**Exercise directions**
Write a continuation of the rates market commentary below, beginning right after its final sentence.

**Text shown**
Segment Open
Articles
10 February 2021

Rates Spark: a few weeks of Goldilocks

The EUR reflation trade has scant fundamental drivers, but looks to have at least a few more weeks to go thanks to USD markets. Rising inflation swap rates should add steepening pressure on the nominal rate curve, and help sovereign spreads tighten. We extend our tightening target on 10Y Italy-Germany. 

Overnight: easy does it

Calm market conditions prevailed in overnight trading but with little changes in bond future prices. Stocks futures on the other hand continued recovering from yesterday morning's losses, leaving the improving risk sentiment trend intact in our view.

Although cautiously, the focus in Europe is turning to reopening plans. German federal and regional governments are discussing early March as a reopening date for some shops and hotels.

Reflation in the Eurozone, a few more weeks to go

If US and Eurozone markets were completely isolated from each other, we’d wager that no reflation trade would be happening this side of the Atlantic. The conclusion of a side by side comparison of the factors driving the reflation trade in the US and Eurozone is unequivocal in our view. Fiscal stimulus, Fed average inflation targeting, rapid vaccine rollout, are all drivers ‘made in America’. And yet, EUR interest rates and inflation swaps are content to rise alongside their USD peers, sometimes even outpacing them.

EUR 10s30s can steepen to 60bp, from 35b currently

Deeply negative real rates, the result of rising inflation swap rates and of more muted nominal interest rates, is a supportive backdrop for risk appetite. This state of play could last a few more weeks (or months at best) before one of two things happen. Either reflation expectations are proved correct and the risk of central banks tightening increase. Or they are proved wrong and inflation swap rates fall. Either way, real rates will rebound, by the end of Q2 is our best guess.
Segment Closed
**Record set**
Segment Open
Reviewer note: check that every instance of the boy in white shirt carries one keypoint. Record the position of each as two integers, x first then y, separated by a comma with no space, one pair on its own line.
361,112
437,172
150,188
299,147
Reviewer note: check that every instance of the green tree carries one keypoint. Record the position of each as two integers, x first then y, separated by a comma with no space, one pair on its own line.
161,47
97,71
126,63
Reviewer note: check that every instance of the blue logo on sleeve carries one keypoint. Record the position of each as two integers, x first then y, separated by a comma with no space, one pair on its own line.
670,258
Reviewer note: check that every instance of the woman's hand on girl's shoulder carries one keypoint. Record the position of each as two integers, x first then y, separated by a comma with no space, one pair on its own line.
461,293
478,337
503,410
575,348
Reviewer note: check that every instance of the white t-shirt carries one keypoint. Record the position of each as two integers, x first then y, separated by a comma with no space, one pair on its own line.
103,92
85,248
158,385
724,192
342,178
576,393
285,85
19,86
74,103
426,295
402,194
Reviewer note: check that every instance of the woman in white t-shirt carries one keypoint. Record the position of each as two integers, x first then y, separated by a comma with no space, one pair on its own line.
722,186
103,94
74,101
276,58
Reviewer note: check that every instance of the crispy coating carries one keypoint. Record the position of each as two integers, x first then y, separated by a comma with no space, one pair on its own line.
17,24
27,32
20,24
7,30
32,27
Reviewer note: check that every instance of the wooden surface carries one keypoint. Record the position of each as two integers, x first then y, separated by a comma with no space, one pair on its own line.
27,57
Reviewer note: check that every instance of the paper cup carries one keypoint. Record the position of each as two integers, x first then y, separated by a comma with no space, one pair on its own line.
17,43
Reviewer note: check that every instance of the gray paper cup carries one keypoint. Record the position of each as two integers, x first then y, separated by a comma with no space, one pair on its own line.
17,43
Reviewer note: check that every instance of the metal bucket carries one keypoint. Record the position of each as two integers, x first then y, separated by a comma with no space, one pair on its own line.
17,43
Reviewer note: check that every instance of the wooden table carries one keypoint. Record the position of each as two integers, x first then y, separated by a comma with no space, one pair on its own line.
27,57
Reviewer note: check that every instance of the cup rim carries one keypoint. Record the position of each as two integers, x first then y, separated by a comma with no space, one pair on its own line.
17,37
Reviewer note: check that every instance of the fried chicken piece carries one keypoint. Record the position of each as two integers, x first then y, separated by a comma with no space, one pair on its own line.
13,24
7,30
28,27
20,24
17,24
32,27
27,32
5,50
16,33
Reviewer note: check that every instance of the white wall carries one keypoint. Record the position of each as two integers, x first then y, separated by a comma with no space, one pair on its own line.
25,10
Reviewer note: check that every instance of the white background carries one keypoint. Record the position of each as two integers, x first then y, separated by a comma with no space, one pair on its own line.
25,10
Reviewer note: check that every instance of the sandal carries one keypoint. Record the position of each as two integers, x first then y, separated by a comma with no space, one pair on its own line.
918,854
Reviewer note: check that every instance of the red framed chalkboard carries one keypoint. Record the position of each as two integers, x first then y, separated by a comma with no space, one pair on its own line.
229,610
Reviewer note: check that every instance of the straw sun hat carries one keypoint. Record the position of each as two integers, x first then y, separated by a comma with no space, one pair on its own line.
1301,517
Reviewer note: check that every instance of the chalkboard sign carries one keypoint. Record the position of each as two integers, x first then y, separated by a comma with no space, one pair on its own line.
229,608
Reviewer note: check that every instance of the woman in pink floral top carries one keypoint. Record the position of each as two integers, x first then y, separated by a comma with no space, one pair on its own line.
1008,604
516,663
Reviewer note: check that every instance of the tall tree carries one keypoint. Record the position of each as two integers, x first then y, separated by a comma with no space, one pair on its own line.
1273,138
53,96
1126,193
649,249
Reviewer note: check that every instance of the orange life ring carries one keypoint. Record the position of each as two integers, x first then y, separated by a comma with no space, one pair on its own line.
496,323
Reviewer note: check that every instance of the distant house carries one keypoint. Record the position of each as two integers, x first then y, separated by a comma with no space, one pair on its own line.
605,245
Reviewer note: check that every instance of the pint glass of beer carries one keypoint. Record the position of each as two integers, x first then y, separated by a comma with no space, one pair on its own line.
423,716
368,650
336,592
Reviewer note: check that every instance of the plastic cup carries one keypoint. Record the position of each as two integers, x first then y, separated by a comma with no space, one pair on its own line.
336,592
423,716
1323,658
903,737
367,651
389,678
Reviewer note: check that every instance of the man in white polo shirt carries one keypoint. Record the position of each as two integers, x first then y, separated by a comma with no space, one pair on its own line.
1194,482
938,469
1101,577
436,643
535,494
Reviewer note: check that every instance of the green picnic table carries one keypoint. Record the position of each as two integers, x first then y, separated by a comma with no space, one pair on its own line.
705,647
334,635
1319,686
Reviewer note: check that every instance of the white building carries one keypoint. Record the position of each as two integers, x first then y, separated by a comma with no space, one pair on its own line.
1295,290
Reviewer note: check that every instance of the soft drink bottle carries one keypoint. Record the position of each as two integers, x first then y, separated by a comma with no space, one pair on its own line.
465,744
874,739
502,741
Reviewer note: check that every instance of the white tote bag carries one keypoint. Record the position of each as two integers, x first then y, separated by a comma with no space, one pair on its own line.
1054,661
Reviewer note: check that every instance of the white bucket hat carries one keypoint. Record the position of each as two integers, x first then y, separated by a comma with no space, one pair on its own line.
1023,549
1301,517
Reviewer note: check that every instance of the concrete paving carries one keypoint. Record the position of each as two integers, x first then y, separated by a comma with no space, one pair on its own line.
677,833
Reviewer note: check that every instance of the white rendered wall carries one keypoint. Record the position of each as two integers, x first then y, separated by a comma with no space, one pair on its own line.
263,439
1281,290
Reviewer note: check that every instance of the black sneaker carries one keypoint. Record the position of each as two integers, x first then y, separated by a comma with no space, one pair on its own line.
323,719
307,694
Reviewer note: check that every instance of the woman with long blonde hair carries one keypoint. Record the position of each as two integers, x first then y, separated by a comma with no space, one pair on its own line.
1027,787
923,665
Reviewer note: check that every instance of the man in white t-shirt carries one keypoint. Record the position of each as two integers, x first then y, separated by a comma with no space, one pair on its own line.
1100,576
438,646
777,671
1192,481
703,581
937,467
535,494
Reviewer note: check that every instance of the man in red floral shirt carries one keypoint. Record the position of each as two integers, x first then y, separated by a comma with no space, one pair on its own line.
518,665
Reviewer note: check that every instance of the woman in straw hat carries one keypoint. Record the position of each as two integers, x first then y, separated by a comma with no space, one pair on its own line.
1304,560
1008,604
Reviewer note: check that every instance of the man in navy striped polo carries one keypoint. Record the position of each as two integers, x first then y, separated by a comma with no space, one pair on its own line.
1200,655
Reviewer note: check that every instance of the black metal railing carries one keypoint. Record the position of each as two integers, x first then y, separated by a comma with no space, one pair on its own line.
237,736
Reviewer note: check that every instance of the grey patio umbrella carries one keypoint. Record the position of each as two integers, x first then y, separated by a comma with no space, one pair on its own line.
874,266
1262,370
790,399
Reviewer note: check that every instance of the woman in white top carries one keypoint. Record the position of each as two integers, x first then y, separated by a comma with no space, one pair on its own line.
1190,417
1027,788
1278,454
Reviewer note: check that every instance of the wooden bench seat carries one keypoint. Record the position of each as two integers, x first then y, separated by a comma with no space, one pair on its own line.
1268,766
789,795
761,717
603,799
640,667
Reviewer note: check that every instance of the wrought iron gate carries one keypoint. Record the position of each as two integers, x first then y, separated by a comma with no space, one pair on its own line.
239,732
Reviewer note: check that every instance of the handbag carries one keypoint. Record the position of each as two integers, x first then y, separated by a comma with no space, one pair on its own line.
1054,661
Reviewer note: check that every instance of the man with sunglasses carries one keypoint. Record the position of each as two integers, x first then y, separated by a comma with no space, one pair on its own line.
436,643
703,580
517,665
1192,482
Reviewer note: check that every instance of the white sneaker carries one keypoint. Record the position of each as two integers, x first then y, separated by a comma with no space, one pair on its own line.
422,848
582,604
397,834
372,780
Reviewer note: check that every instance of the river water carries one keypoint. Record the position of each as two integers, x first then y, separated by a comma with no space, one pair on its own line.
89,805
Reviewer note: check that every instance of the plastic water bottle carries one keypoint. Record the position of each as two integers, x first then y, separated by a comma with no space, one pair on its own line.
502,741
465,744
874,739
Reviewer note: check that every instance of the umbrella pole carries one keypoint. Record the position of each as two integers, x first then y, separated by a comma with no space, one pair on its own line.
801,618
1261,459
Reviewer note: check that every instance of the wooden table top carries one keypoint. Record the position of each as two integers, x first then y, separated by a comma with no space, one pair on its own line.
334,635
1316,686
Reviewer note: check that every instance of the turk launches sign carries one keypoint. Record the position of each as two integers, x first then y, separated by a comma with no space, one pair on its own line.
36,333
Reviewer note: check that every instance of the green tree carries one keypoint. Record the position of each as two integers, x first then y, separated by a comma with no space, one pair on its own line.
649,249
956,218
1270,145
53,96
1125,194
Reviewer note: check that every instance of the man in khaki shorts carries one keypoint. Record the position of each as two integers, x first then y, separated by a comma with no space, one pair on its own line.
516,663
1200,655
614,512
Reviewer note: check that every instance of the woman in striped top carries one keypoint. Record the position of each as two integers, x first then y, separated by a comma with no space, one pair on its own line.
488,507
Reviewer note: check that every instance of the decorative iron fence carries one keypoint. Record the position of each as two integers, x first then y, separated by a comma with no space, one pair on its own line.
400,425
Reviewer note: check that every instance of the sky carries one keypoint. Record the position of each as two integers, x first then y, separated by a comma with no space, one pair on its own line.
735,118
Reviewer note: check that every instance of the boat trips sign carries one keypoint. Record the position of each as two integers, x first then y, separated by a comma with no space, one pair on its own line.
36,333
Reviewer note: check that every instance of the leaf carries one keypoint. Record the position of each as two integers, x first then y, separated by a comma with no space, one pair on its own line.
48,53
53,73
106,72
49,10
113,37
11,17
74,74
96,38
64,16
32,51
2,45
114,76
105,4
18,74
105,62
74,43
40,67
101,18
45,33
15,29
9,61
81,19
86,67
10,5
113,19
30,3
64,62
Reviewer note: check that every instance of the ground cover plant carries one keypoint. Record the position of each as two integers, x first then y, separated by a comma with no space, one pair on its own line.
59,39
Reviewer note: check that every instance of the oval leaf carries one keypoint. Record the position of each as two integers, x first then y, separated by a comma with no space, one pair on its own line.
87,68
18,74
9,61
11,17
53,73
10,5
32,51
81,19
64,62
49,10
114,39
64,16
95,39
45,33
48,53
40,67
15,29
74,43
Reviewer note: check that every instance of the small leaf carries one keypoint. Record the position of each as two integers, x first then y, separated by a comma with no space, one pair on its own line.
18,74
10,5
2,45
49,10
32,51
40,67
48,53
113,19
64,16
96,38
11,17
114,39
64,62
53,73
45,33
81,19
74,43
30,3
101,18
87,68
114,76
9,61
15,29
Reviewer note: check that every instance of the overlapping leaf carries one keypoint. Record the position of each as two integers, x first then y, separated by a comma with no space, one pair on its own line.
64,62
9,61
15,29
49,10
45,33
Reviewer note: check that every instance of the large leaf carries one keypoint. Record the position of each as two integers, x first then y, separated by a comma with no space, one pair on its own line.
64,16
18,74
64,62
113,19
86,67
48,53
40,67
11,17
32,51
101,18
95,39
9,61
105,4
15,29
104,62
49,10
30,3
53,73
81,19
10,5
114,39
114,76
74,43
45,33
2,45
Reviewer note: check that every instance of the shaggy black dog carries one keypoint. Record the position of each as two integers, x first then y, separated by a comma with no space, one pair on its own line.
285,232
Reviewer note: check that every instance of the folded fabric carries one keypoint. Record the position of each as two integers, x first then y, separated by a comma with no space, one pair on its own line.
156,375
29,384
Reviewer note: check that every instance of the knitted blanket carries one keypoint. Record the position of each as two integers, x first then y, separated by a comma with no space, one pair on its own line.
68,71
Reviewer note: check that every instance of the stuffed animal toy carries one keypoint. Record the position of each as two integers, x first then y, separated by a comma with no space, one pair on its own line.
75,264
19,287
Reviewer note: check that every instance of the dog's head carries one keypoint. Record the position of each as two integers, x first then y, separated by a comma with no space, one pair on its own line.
Segment Closed
**Output for this task**
In the meantime, we expect 10Y Eurozone inflation swaps to reach the same peak as in 2018: 1.5%. This alone has important implications. If the relationship between inflation swaps and the slope of the EUR (nominal) swap curve still holds, this would imply EUR 10s30s can steepen to 60bp, from 35b currently.

Inflation swaps can rise further, and the nominal curve should steepen along 10s30s

Source: Refinitiv, ING
Refinitiv, ING

As most other risk assets, Italian bonds will benefit too

This also means the positive backdrop to risk assets will be maintained. Italy-Germany spreads have continued tightening in anticipation of Mario Draghi’s nomination as prime minister. As support from various parties to the former ECB president pour in, it is easy to overlook the contribution of negative real rates to ever tighter spreads. As long as inflation swap rise faster than Italian yields, markets will understand this as improving the country’s debt sustainability. It also reveals a degree of optimism (justified or not) about the recovery.

In short, momentum is on the side of tighter sovereign spreads. The 10Y Italy-Germany is now flirting with our 2021 target of 90bp (115bp at the time) and we feel the tightening move has time to extend to 75bp before real rates start rising again, and damage risk appetite. On the political front, a long period of stability, and the prospect of a credible plan to spend the EU recovery fund are enough for the feel good factor to continue into the scond quarter.

75bp

our new target for 10Y Italy-Germany

our previous target of 90bp is almost reached

Today’s events and market view

US CPI is the main release today. Our economics team expects inflation to climb abruptly towards the middle of this year. Not all drivers are durable, but it is enough for the Fed tapering debate to intensify next quarter. The release will act as a timely reminder of these dynamics, to which one needs to add the inflationary potential of additional fiscal stimulus being discussed this week in congress. As a reuslt we expect the progressive rates uptrend to resume today.

Pablo Hernandez de Cos, Fabio Panetta, and Christine Lagarde make up today’s ECB speakers list. Fed chair Jerome Powell is also scheduled to speak.

The US Treasury will auction $41bn 10Y T-notes and Germany €4bn 5Y Bobl.